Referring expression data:
....
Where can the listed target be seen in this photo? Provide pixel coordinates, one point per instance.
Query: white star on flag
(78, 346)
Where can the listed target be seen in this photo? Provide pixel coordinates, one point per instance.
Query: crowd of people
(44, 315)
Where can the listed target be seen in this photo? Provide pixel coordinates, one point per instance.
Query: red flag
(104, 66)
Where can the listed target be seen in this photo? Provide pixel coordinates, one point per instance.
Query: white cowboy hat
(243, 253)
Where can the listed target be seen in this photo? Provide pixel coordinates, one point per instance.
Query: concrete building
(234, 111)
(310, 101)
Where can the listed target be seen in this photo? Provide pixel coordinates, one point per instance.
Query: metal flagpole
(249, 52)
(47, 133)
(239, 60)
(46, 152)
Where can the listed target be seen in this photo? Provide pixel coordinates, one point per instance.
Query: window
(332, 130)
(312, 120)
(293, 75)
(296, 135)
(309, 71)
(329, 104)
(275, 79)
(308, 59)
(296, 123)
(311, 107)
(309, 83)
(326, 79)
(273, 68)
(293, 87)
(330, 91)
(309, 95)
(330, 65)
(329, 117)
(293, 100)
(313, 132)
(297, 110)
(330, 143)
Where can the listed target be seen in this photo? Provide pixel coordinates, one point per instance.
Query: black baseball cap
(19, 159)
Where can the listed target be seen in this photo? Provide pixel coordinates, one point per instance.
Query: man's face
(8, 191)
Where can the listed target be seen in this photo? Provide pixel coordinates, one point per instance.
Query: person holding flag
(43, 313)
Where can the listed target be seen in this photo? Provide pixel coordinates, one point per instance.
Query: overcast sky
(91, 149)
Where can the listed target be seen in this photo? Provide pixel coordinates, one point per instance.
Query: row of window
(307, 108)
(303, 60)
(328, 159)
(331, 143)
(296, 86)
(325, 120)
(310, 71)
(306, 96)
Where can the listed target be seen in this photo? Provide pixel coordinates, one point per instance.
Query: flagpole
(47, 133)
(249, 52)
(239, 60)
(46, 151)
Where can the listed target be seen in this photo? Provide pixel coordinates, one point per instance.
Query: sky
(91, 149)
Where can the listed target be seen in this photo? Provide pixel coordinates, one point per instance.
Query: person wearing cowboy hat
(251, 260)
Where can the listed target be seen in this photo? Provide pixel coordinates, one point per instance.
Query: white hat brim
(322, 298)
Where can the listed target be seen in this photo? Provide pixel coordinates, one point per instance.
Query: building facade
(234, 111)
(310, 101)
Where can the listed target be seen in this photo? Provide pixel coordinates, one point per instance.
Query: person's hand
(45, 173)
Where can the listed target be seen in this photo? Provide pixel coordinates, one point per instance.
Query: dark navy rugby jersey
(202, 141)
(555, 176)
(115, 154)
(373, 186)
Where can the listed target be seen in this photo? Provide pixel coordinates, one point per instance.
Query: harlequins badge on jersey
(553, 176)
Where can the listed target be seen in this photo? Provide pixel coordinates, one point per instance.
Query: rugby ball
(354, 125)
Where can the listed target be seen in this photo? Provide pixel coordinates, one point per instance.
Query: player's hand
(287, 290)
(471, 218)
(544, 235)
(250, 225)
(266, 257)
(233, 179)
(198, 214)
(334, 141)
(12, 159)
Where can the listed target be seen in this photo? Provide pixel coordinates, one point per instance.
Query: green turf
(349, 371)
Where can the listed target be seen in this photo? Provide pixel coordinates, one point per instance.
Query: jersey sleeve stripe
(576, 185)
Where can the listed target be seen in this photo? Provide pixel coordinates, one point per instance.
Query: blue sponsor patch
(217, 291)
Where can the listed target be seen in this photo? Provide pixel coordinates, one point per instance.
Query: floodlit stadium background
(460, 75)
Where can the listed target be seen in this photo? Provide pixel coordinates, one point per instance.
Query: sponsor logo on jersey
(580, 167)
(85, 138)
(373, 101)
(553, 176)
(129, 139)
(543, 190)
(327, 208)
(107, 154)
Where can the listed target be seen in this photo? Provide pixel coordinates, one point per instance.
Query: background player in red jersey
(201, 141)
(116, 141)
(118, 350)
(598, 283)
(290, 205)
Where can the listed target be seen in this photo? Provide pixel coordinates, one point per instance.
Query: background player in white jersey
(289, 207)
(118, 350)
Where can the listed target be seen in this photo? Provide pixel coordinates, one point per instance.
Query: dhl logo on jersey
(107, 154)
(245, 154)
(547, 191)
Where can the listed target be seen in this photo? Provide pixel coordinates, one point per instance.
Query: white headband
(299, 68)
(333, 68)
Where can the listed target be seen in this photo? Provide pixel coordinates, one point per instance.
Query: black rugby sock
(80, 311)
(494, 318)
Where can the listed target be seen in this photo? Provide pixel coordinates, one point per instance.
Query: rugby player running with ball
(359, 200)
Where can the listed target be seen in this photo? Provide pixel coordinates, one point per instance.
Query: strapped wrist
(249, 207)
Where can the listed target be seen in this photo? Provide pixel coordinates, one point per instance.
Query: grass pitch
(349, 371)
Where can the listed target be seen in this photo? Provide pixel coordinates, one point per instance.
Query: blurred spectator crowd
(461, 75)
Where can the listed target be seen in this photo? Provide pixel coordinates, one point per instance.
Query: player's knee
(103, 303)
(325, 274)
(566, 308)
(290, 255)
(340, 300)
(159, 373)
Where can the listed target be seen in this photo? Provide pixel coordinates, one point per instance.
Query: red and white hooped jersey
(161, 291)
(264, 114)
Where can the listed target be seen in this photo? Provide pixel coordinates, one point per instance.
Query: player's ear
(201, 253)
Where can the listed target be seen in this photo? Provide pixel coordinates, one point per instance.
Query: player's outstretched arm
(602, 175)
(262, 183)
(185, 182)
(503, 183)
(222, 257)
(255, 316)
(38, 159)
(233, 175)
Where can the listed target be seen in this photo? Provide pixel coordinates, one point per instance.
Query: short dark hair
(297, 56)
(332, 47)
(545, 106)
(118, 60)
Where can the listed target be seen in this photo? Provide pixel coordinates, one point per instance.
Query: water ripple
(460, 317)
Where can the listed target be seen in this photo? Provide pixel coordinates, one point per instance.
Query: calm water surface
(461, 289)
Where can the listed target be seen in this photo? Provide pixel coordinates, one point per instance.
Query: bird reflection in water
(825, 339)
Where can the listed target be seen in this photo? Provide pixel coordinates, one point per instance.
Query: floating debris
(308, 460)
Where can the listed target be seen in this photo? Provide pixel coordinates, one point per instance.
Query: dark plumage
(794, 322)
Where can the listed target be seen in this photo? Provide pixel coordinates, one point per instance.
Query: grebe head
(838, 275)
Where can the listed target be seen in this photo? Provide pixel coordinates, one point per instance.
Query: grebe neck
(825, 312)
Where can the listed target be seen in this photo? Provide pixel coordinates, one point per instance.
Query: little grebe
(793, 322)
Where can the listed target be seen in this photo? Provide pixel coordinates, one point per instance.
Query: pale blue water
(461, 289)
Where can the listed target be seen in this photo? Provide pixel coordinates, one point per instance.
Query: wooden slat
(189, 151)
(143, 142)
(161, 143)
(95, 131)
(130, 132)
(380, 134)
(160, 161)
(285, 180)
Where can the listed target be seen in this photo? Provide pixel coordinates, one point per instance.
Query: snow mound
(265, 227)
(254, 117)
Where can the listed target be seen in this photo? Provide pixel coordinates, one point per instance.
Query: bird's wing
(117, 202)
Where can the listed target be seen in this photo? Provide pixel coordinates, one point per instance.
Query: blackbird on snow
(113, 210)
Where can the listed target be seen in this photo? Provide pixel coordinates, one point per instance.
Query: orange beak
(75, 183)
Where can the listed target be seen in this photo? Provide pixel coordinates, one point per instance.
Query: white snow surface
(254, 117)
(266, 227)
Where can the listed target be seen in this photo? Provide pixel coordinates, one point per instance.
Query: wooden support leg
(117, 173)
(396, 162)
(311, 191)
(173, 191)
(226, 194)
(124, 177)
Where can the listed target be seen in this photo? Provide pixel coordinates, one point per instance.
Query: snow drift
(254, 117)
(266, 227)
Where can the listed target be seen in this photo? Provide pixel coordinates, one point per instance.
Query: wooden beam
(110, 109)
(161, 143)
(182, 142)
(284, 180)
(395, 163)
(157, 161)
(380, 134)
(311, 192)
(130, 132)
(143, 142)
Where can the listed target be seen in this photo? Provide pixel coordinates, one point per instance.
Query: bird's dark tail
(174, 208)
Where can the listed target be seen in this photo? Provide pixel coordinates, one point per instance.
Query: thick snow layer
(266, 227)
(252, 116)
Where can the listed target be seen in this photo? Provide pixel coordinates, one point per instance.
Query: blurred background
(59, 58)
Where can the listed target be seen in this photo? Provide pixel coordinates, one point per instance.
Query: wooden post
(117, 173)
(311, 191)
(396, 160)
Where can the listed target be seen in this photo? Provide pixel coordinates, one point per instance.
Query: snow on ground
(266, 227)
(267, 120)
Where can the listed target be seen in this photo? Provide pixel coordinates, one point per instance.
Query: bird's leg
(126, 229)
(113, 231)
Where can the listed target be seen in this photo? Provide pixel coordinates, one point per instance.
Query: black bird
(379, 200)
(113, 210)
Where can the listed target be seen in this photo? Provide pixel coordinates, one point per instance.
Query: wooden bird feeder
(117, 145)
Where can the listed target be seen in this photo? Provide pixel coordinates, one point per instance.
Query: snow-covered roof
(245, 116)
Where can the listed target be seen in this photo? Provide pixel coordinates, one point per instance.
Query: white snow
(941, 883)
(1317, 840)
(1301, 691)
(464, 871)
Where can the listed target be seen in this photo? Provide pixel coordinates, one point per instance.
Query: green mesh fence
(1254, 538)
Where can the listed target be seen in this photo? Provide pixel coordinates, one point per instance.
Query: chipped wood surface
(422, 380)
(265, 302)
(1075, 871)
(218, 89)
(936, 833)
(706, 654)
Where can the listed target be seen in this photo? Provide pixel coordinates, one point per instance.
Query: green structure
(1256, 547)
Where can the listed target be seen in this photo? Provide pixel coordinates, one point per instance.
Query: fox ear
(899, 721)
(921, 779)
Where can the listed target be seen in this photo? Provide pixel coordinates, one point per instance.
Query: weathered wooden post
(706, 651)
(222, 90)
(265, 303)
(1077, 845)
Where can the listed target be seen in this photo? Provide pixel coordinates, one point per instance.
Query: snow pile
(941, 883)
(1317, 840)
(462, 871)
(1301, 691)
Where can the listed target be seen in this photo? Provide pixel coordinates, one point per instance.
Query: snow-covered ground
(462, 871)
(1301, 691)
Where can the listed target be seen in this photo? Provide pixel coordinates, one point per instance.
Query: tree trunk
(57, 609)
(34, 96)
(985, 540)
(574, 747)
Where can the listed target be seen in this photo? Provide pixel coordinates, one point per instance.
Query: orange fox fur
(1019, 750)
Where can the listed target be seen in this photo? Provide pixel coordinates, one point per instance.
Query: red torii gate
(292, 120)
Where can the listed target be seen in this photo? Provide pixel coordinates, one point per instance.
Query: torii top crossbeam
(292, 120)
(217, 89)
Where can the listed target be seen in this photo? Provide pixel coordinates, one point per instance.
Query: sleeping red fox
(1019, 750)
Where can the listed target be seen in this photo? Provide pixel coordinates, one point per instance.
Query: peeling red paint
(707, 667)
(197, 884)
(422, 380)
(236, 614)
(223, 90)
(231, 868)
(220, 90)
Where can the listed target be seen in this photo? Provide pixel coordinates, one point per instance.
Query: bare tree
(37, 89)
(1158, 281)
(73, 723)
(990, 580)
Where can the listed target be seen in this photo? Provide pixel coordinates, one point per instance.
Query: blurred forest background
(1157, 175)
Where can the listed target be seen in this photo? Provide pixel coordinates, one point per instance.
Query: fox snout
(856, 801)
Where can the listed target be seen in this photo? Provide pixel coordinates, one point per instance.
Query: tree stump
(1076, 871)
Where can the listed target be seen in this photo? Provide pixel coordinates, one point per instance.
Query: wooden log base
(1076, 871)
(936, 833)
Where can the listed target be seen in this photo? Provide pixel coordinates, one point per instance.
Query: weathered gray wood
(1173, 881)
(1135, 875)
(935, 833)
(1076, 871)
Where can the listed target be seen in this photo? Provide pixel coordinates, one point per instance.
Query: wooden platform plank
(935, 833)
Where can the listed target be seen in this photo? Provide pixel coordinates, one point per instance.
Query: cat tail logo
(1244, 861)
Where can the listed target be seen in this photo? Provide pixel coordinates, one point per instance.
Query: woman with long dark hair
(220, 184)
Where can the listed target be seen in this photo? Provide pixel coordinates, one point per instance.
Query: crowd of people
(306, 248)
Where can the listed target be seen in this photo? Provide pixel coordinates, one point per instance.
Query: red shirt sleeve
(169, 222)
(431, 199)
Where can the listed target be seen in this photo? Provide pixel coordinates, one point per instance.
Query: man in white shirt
....
Activity: Write out again only the lines from the one with "Query: torii top crossbeam" through the last line of the records above. Keep every word as it stands.

Answer to this task:
Query: torii top crossbeam
(292, 120)
(217, 89)
Where can the listed target be seen in this photo? Provide pixel coordinates, one point per instance.
Query: sleeping red fox
(1019, 750)
Where can the listed target be seen in this photo? Provide pixel coordinates, one point per instance.
Query: peeling red paint
(707, 667)
(197, 884)
(422, 380)
(236, 614)
(223, 90)
(231, 868)
(220, 90)
Where can the listed target be seen in this photo? Provide pixel coordinates, one point per instance.
Query: bare tree
(37, 89)
(1158, 281)
(73, 723)
(990, 580)
Where can the listed target be seen in this photo? Provide pixel coordinates, one point per instance.
Query: blurred forest background
(1157, 175)
Where can the listed target be seen in this photo? Provide pixel coordinates, one point per instance.
Query: fox snout
(856, 801)
Where can the listed target be seen in this photo? Provide pixel coordinates, one point per instance.
Query: tree stump
(1076, 871)
Where can the listed target be seen in this photo? Provide pixel coordinates, one point per instance.
Query: wooden log base
(1076, 871)
(936, 833)
Where can the listed target be seen in this photo? Provide pixel coordinates, one point per instance.
Query: weathered gray wood
(1173, 881)
(1135, 875)
(935, 833)
(1076, 871)
Where can the listed target be seen in this photo? Provide pixel coordinates, one point per instance.
Query: wooden platform plank
(935, 833)
Where can the listed target be seen in this photo? Provide pixel coordinates, one point per instance.
Query: cat tail logo
(1244, 861)
Where can the listed target be seen in this photo? Provide pixel coordinates, one point per instance.
Query: woman with long dark hair
(220, 184)
Where can the listed target be seen in this photo? Provide pixel coordinates, one point per instance.
Query: crowd of people
(306, 248)
Where can the listed target be seen in this photo? Provide pixel coordinates, one point per instance.
Query: red shirt sleeve
(169, 222)
(431, 199)
Where can the listed target be seen in this photo? Provide pixel coordinates, one point per instance.
Query: man in white shirt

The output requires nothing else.